## Brief:
The word to find is "baseboard". Copy each line of the material that contains it.

## Information provided:

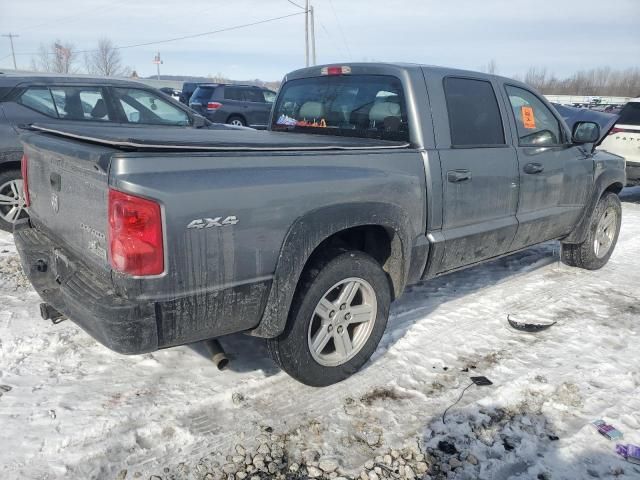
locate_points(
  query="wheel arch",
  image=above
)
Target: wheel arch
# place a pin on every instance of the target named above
(362, 225)
(238, 115)
(608, 181)
(10, 160)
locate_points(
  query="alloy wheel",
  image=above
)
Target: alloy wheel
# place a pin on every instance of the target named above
(342, 322)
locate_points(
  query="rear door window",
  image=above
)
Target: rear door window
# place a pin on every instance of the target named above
(535, 123)
(234, 93)
(40, 100)
(254, 95)
(269, 96)
(474, 115)
(630, 114)
(80, 103)
(370, 106)
(202, 95)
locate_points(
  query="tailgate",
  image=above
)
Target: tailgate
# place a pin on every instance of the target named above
(68, 187)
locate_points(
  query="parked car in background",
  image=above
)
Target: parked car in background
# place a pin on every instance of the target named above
(241, 105)
(70, 100)
(187, 90)
(371, 178)
(624, 139)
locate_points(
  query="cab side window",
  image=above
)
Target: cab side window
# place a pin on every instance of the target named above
(80, 103)
(535, 123)
(233, 93)
(474, 115)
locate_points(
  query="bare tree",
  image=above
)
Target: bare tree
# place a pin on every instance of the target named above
(105, 60)
(55, 57)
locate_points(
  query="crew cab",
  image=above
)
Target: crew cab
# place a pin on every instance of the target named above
(371, 177)
(67, 99)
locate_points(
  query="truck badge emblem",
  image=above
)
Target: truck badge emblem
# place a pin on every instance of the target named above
(200, 223)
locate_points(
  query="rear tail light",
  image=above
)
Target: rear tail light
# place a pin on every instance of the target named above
(135, 235)
(344, 70)
(24, 167)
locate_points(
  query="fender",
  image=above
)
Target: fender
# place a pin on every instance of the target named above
(309, 231)
(606, 177)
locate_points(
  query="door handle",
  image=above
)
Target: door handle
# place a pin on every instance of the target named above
(533, 168)
(457, 176)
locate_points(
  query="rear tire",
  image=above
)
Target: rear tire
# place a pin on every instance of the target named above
(12, 206)
(237, 121)
(602, 236)
(337, 318)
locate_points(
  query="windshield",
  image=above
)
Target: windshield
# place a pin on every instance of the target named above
(371, 106)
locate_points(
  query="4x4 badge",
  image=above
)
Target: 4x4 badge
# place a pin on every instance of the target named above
(212, 222)
(54, 202)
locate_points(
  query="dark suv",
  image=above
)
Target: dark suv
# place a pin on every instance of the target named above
(69, 100)
(241, 105)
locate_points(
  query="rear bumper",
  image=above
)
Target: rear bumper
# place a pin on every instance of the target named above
(633, 173)
(87, 299)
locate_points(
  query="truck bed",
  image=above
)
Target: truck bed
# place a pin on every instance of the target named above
(151, 138)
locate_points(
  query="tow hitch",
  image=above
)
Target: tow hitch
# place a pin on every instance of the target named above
(47, 312)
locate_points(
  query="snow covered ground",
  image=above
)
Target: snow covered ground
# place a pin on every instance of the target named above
(70, 408)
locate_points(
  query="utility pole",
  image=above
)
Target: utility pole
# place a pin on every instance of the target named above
(158, 62)
(313, 38)
(306, 33)
(11, 36)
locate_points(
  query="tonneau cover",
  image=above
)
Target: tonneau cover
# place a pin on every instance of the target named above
(208, 139)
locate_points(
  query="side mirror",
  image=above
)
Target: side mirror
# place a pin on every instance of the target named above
(199, 122)
(586, 132)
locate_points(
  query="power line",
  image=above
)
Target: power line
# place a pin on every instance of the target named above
(185, 37)
(344, 39)
(294, 3)
(80, 15)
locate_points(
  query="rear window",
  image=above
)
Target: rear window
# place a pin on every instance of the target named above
(630, 114)
(234, 93)
(371, 106)
(202, 95)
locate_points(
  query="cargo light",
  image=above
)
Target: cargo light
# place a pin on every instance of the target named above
(135, 235)
(24, 168)
(335, 70)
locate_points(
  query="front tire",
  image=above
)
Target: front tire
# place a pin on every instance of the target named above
(602, 236)
(337, 318)
(237, 121)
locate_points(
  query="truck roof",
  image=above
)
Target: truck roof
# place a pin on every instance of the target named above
(379, 68)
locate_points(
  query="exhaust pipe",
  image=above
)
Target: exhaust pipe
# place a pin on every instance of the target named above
(217, 354)
(47, 312)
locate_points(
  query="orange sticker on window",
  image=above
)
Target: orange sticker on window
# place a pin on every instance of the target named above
(528, 119)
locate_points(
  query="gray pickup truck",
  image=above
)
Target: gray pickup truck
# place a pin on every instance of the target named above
(370, 178)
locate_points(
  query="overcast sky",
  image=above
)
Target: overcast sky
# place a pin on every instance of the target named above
(561, 35)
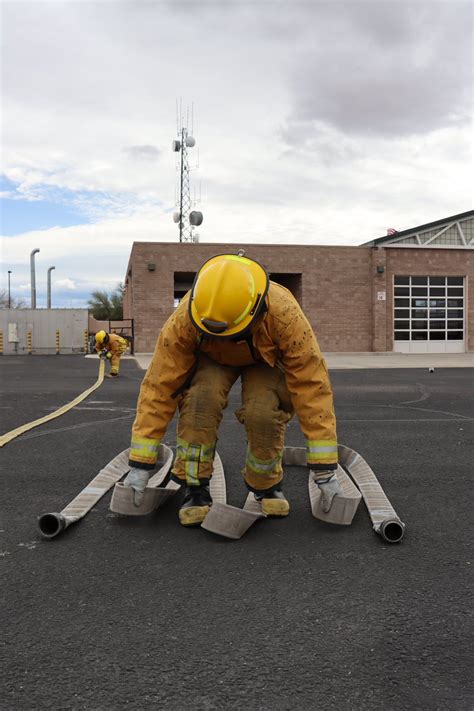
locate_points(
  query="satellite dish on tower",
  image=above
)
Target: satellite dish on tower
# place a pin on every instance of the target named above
(195, 218)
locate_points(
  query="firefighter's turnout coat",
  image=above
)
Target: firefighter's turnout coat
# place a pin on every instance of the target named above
(282, 337)
(116, 347)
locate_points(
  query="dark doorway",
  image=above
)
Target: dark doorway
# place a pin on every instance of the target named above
(183, 282)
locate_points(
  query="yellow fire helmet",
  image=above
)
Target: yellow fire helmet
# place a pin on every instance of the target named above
(101, 337)
(227, 295)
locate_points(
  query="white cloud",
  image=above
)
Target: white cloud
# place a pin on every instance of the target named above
(68, 284)
(320, 123)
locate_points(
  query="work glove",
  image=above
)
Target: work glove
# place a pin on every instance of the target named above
(137, 479)
(329, 487)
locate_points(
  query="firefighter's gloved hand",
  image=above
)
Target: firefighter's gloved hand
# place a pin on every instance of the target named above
(137, 479)
(329, 486)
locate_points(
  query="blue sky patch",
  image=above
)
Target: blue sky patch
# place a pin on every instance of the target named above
(19, 215)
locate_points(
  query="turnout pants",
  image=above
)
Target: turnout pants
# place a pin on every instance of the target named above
(266, 408)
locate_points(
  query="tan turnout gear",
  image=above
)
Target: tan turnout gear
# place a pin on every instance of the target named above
(282, 372)
(115, 346)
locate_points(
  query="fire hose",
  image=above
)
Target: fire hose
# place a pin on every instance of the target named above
(354, 474)
(8, 436)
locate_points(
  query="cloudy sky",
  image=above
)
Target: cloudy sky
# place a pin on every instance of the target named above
(316, 123)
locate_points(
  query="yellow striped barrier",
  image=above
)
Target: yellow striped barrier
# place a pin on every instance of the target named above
(8, 436)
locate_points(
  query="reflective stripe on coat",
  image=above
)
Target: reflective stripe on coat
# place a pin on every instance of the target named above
(283, 337)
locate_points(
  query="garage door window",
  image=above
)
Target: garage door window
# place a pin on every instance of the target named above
(428, 308)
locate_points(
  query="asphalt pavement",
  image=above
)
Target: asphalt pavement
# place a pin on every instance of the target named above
(142, 613)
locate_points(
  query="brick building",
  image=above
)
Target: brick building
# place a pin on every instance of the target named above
(411, 291)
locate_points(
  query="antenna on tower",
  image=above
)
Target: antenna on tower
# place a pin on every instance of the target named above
(184, 216)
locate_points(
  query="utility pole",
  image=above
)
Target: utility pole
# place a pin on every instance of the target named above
(33, 278)
(49, 286)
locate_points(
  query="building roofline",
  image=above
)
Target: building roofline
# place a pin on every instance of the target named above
(231, 245)
(419, 228)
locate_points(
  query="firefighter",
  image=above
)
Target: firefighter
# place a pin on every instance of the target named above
(235, 322)
(111, 346)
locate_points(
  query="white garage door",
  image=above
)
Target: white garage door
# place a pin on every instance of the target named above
(428, 314)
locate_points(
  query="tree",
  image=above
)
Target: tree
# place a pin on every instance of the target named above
(14, 302)
(104, 306)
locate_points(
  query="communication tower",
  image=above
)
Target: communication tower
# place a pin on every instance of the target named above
(184, 216)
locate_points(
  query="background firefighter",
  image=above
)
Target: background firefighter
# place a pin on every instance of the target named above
(235, 322)
(111, 346)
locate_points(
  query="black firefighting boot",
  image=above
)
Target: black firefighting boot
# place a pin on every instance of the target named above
(273, 503)
(196, 504)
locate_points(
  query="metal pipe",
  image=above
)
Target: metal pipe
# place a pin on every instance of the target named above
(33, 278)
(49, 286)
(391, 530)
(50, 525)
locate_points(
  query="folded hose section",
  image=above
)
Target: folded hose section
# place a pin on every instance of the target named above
(385, 521)
(384, 518)
(8, 436)
(51, 524)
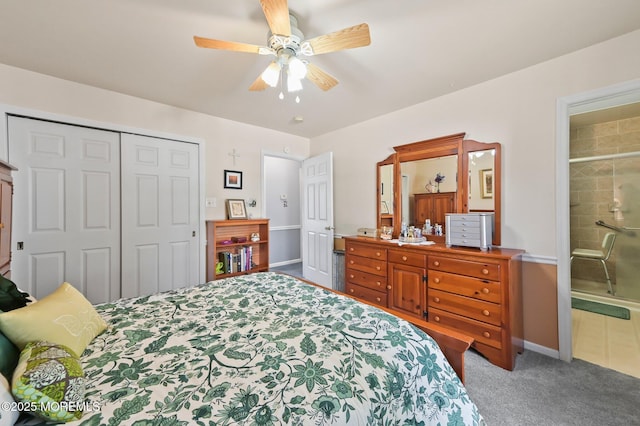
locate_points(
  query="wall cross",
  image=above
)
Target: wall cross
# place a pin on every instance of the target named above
(235, 155)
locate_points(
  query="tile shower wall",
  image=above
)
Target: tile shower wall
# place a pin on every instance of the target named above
(594, 189)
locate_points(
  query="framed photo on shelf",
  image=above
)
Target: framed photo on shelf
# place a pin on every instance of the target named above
(486, 183)
(236, 209)
(232, 179)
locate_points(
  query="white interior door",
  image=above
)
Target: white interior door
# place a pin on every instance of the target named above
(66, 222)
(160, 226)
(317, 223)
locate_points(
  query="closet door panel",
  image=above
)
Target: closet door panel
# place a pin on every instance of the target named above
(67, 208)
(160, 210)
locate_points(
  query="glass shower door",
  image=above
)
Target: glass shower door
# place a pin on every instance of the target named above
(605, 197)
(626, 191)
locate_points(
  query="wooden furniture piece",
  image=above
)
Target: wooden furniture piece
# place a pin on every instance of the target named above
(473, 292)
(6, 205)
(472, 158)
(220, 238)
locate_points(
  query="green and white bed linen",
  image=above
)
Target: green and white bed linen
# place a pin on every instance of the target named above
(266, 349)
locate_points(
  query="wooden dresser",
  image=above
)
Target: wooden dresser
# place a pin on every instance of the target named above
(474, 292)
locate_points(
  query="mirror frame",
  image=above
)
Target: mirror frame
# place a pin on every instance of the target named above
(454, 144)
(390, 160)
(470, 146)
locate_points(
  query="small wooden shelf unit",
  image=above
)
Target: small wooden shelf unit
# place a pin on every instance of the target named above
(224, 230)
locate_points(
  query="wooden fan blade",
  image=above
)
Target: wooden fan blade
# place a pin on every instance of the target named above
(277, 14)
(348, 38)
(320, 78)
(226, 45)
(258, 85)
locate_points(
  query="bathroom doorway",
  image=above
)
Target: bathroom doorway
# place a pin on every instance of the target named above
(605, 199)
(604, 206)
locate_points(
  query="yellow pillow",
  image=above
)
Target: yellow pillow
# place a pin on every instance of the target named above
(64, 317)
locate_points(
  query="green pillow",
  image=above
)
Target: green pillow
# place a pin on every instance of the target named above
(10, 297)
(50, 378)
(8, 356)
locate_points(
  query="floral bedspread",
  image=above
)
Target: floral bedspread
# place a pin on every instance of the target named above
(266, 349)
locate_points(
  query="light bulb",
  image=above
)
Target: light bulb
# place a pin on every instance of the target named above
(272, 74)
(297, 68)
(293, 84)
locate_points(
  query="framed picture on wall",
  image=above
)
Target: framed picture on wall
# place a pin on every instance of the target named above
(232, 179)
(486, 183)
(236, 209)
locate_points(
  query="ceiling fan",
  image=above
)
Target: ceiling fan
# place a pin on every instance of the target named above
(286, 42)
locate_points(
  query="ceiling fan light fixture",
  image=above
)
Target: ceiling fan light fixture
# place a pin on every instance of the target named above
(293, 84)
(272, 74)
(297, 68)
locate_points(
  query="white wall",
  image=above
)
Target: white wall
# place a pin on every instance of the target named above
(518, 110)
(26, 90)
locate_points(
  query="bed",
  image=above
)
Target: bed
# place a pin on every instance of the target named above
(265, 349)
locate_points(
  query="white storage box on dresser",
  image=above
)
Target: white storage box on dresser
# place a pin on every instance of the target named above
(469, 230)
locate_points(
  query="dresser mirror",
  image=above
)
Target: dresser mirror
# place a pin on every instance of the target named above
(385, 192)
(447, 174)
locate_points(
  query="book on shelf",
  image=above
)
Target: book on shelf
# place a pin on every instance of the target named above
(240, 260)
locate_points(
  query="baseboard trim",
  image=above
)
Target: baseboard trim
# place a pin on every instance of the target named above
(534, 347)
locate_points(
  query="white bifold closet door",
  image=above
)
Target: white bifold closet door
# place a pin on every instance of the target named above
(160, 232)
(114, 214)
(66, 212)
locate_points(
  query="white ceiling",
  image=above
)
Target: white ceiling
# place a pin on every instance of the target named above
(420, 49)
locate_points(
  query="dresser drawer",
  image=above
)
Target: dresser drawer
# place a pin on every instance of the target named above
(465, 306)
(489, 271)
(365, 264)
(407, 258)
(366, 294)
(489, 291)
(365, 279)
(482, 332)
(366, 251)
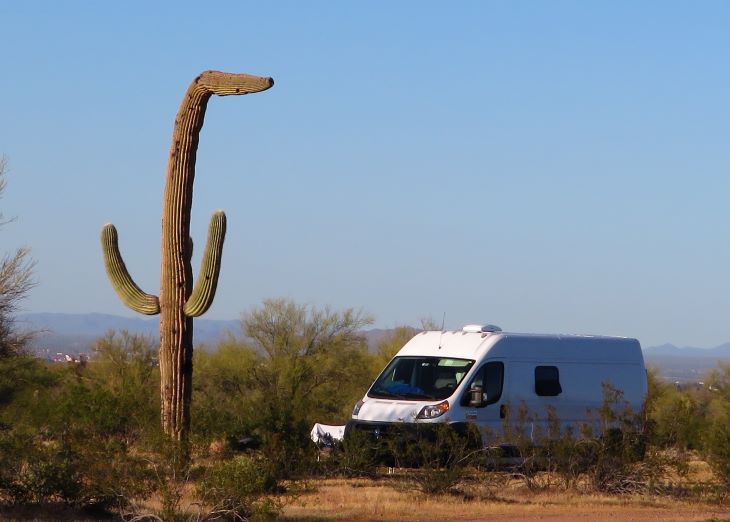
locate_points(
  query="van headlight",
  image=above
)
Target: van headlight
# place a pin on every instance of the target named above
(357, 407)
(431, 412)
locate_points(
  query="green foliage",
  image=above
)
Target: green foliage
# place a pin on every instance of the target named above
(240, 489)
(389, 345)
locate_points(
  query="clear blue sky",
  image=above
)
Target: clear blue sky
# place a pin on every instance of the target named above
(545, 166)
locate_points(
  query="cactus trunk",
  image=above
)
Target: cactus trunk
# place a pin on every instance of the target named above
(177, 306)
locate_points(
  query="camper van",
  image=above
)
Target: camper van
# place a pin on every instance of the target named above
(480, 374)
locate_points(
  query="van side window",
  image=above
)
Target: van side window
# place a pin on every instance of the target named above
(547, 381)
(490, 377)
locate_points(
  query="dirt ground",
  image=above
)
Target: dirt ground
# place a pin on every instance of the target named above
(360, 500)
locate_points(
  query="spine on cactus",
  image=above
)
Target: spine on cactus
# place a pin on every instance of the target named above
(127, 290)
(207, 281)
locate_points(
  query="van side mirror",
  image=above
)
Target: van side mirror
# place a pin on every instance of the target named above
(476, 397)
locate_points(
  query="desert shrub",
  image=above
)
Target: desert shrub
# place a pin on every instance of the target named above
(239, 489)
(717, 440)
(357, 454)
(440, 454)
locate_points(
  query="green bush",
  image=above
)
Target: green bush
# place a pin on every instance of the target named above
(240, 488)
(718, 440)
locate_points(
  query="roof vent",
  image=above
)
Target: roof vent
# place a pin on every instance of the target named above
(478, 328)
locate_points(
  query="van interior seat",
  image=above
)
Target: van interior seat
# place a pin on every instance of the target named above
(445, 379)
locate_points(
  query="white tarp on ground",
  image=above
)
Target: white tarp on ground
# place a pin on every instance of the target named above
(324, 435)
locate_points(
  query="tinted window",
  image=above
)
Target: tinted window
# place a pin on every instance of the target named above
(490, 377)
(547, 381)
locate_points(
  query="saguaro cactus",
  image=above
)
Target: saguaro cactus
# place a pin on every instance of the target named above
(179, 302)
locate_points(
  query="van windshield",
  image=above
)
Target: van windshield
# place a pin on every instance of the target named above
(420, 378)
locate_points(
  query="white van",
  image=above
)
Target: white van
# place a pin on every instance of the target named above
(480, 374)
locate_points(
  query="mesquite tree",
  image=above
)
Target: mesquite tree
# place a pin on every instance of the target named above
(178, 301)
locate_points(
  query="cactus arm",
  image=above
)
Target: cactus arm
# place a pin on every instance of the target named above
(128, 291)
(207, 281)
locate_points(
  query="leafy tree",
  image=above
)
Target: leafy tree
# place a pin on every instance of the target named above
(16, 280)
(312, 363)
(389, 345)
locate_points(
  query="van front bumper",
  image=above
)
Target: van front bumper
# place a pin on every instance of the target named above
(411, 430)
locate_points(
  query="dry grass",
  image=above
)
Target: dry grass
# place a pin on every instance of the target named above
(389, 499)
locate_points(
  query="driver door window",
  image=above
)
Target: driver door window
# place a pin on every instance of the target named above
(491, 378)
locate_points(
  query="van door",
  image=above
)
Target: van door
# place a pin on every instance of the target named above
(487, 417)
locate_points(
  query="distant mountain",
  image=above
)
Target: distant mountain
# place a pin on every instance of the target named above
(75, 333)
(670, 350)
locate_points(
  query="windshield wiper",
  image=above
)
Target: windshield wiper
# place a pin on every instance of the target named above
(411, 395)
(385, 393)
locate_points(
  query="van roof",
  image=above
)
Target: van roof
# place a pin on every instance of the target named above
(522, 346)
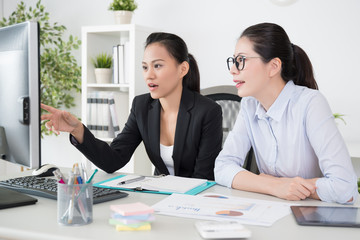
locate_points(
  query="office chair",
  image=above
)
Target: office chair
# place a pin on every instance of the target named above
(226, 96)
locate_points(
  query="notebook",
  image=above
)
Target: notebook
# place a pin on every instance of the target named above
(10, 198)
(164, 185)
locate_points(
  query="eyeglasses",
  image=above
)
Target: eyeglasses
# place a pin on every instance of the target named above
(239, 62)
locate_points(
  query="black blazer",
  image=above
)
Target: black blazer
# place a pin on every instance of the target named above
(198, 137)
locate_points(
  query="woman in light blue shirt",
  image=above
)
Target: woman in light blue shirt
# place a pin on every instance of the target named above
(299, 151)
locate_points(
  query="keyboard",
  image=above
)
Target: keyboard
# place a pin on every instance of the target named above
(47, 187)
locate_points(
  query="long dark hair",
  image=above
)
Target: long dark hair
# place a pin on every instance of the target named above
(178, 49)
(271, 41)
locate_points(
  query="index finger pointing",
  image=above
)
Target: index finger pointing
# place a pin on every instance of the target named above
(47, 108)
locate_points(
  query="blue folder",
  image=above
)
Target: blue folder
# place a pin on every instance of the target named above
(193, 191)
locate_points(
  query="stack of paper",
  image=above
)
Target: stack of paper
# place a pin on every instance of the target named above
(131, 217)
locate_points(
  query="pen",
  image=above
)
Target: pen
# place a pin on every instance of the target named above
(131, 180)
(92, 176)
(58, 176)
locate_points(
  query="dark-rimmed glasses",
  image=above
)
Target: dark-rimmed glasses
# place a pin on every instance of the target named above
(238, 60)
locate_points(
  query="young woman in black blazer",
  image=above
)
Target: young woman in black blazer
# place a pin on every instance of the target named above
(181, 130)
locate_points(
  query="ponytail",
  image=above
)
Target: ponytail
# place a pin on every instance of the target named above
(304, 75)
(271, 41)
(192, 78)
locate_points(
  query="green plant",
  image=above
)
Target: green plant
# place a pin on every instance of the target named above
(60, 74)
(102, 60)
(125, 5)
(339, 116)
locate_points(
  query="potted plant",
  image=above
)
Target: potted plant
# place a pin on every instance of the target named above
(103, 64)
(123, 10)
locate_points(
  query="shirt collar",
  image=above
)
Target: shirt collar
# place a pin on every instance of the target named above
(277, 109)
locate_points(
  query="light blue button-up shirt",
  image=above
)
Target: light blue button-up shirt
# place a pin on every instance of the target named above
(297, 136)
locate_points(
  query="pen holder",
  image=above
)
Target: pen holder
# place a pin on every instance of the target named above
(74, 204)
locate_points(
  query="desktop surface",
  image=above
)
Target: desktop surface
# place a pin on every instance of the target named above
(39, 221)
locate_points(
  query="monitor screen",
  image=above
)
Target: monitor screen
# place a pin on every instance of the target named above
(20, 94)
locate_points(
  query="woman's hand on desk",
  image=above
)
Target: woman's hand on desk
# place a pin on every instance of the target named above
(62, 121)
(294, 189)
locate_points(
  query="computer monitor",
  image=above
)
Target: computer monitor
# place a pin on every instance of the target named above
(20, 94)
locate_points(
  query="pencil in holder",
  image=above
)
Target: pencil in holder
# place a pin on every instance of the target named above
(75, 204)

## The answer:
  query="baseboard trim",
Target: baseboard trim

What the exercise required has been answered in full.